■ Excerpt
• We’re currently investigating an issue related to the forum theme and styling that is impacting page layout and visual formatting. The problem has been identified, and we are actively working on a resolution. There is no impact to user data or functionality, this is strictly a front-end display issue. We’ll post an update once the fix has been deployed. Thanks for your patience while we get this sorted.

LifeLOCK ID protection any opinions?

HOSED

Senior member
http://www.lifelock.com/ Does any have any experience with this service? If not is there a better company or service, the $100 minimum per year seems a bit steep.
My cousin had her ID nearly compromised a few year ago (the bank did catch it thank god) and she was looking for some advise.
Thanks in advance, joe
(VZ FIOS 15/15 not half fast)
 
FWIW, I consider stuff like this scareware. Being conscious of what you do online, being stingy giving information to anyone offline, and checking your card balances every month is sufficient protection.
 
From Krebs on Security: Are Credit Monitoring Services Worth It?

Avivah Litan, a fraud analyst with Gartner Inc., rattled off a long list of reasons why credit monitoring services aren’t much use to most consumers.

-Most won’t tell you if a new wireless or cable service has been taken out in your name.

-They do nothing to monitor your bank account transactions, credit card accounts (for fraudulent charges), retirement accounts, brokerage accounts, loyalty accounts and more. And these are all areas where consumers should be very concerned about account takeover.

-They do nothing to tell you if a bad guy has hijacked your identity for non-financial purposes, i.e. to get a new driver’s license, passport or other identity document. Of course a bad guy impersonating a consumer using a forged identity document can end up in prison, causing lots of problems for the victim whose identity was hijacked.

■ Task item
Write out the LifeLock thread word for word, starting at "Avivah Litan, a" and ending at "in your name.". The lines after this are separate from the LifeLock thread.

■ Data section
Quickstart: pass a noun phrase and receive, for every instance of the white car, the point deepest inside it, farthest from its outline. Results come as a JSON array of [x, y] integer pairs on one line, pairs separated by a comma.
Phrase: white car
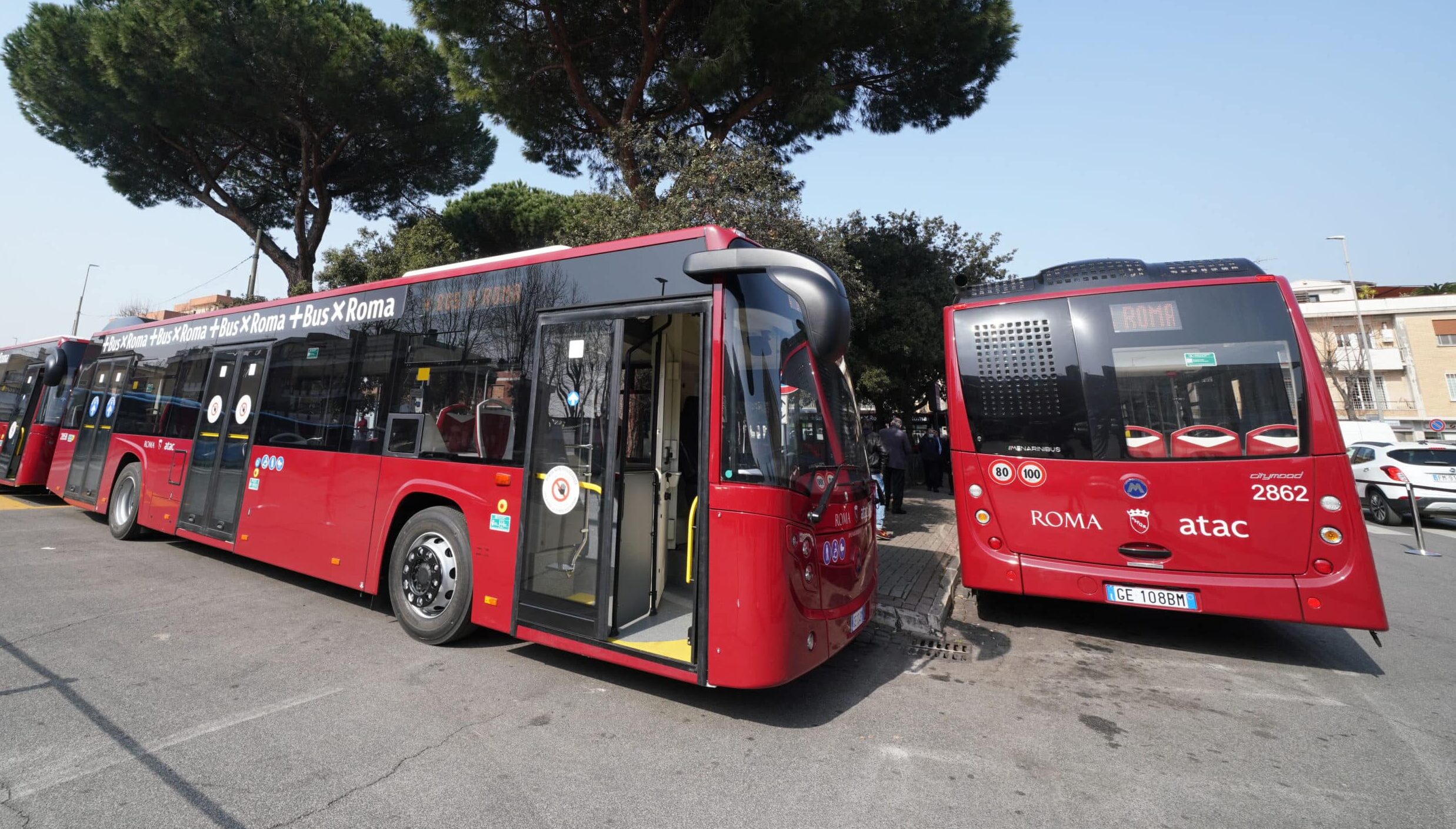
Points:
[[1382, 470]]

■ Task output
Avivah Litan, a fraud analyst with Gartner Inc., rattled off a long list of reasons why credit monitoring services aren’t much use to most consumers.

-Most won’t tell you if a new wireless or cable service has been taken out in your name.